(Source data)

⁂

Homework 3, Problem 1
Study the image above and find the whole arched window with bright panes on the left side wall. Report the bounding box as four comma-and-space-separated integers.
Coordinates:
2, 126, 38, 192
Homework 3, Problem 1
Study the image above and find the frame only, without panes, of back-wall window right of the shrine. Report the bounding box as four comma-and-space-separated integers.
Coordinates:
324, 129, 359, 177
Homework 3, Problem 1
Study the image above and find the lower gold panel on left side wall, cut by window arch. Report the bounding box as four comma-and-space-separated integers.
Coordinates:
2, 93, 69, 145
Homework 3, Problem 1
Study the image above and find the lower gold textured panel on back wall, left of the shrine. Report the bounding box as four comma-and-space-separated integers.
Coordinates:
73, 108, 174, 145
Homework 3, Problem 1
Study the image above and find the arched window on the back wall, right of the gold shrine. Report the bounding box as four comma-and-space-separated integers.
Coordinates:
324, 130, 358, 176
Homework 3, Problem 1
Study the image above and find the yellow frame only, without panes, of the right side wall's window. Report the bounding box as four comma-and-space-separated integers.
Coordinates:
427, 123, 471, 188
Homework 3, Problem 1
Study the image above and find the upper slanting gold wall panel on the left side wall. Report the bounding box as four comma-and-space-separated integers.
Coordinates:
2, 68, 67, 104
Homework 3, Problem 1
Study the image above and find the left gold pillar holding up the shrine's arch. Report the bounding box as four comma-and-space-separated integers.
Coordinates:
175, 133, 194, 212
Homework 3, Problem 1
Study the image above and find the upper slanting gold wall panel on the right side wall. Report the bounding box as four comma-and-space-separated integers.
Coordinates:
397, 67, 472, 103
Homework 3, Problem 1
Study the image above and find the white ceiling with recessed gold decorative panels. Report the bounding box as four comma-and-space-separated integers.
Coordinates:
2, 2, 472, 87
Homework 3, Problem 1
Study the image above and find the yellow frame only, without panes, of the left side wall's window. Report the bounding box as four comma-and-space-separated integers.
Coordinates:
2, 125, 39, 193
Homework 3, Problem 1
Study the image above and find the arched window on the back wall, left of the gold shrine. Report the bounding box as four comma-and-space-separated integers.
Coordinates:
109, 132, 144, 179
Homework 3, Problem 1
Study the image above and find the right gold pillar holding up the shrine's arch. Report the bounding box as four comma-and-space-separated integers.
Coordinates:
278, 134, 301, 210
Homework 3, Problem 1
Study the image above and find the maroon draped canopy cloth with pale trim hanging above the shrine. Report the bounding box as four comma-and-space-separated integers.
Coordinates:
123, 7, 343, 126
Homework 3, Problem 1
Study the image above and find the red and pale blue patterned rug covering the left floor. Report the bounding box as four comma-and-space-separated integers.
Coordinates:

⁂

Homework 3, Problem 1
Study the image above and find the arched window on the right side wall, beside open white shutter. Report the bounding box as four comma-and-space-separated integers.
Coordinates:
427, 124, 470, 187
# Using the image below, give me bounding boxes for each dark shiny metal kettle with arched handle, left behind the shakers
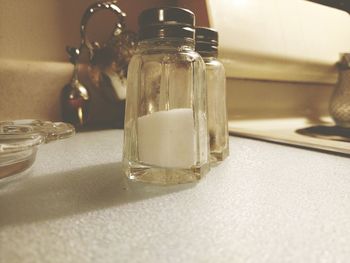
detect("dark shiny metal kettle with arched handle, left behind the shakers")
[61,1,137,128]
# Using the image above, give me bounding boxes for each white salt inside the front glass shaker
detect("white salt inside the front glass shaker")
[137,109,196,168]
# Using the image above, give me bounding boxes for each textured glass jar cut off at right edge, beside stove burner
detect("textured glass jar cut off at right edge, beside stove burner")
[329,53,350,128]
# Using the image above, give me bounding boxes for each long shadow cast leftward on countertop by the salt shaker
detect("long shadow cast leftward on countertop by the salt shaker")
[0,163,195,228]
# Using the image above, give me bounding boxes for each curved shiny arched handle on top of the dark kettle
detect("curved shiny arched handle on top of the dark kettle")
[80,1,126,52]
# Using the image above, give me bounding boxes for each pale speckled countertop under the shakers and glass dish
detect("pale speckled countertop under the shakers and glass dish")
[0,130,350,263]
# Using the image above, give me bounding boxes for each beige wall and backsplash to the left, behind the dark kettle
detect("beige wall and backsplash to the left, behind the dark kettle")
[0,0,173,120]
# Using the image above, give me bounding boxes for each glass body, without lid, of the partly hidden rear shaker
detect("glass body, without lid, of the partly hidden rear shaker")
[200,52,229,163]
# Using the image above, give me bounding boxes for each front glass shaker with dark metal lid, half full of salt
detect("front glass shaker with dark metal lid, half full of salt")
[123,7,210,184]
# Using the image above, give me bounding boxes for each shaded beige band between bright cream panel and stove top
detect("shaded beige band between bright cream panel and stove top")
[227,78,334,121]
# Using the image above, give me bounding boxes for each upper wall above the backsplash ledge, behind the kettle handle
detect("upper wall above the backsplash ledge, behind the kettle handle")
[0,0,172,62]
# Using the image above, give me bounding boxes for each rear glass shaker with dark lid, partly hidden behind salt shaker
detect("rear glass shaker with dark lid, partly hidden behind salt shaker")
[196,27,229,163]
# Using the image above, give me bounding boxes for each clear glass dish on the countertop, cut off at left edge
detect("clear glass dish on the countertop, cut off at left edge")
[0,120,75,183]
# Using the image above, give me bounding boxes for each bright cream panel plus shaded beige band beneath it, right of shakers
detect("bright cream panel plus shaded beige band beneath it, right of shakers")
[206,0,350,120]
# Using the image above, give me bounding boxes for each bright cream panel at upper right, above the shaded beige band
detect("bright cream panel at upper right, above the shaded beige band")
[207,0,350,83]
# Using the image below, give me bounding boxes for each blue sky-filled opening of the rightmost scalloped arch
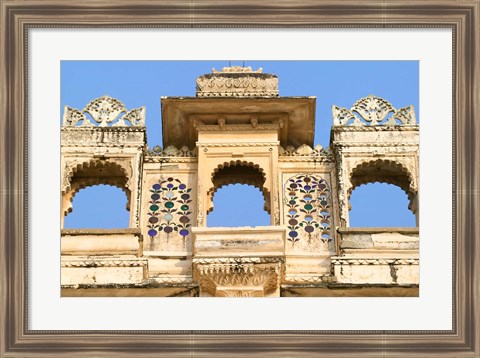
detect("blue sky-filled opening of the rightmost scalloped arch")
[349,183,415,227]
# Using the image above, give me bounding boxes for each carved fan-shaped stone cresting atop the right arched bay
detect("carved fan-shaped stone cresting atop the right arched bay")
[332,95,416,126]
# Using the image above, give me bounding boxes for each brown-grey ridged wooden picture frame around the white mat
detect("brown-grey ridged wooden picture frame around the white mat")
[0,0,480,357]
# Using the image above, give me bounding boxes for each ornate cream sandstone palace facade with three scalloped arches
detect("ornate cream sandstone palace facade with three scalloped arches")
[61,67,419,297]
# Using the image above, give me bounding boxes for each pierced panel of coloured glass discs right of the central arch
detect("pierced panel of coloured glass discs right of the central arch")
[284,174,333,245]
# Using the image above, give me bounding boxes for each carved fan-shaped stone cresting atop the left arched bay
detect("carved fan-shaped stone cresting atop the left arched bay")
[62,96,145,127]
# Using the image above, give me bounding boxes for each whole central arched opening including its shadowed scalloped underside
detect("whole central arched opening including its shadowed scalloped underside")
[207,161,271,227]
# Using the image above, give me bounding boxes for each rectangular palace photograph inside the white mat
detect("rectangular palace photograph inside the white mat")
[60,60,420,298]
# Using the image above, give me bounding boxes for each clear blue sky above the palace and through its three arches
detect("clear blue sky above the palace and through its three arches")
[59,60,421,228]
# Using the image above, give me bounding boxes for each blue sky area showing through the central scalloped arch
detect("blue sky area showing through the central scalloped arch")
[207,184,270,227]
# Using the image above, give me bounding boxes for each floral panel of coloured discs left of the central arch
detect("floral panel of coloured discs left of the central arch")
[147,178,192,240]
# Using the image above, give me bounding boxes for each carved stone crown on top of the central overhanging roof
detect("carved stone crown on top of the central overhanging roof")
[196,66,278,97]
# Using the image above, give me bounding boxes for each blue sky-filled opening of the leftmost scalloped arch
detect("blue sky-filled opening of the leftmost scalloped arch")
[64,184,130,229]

⁂

- [AIM OF THE EXERCISE]: Scan the records for the string "only" and report each line where it occurs.

- [ANSWER AREA]:
Study the image above and find the frame only, without panes, of back-wall window right of the shrine. Report the bounding box as four comma-and-space-separated integers.
Study the image above and find the yellow frame only, without panes, of the right side wall's window. Report the bounding box as four comma-and-space-separated integers.
Study the image above and find the yellow frame only, without panes, of the left side wall's window. Report the bounding box as four comma-and-space-separated integers.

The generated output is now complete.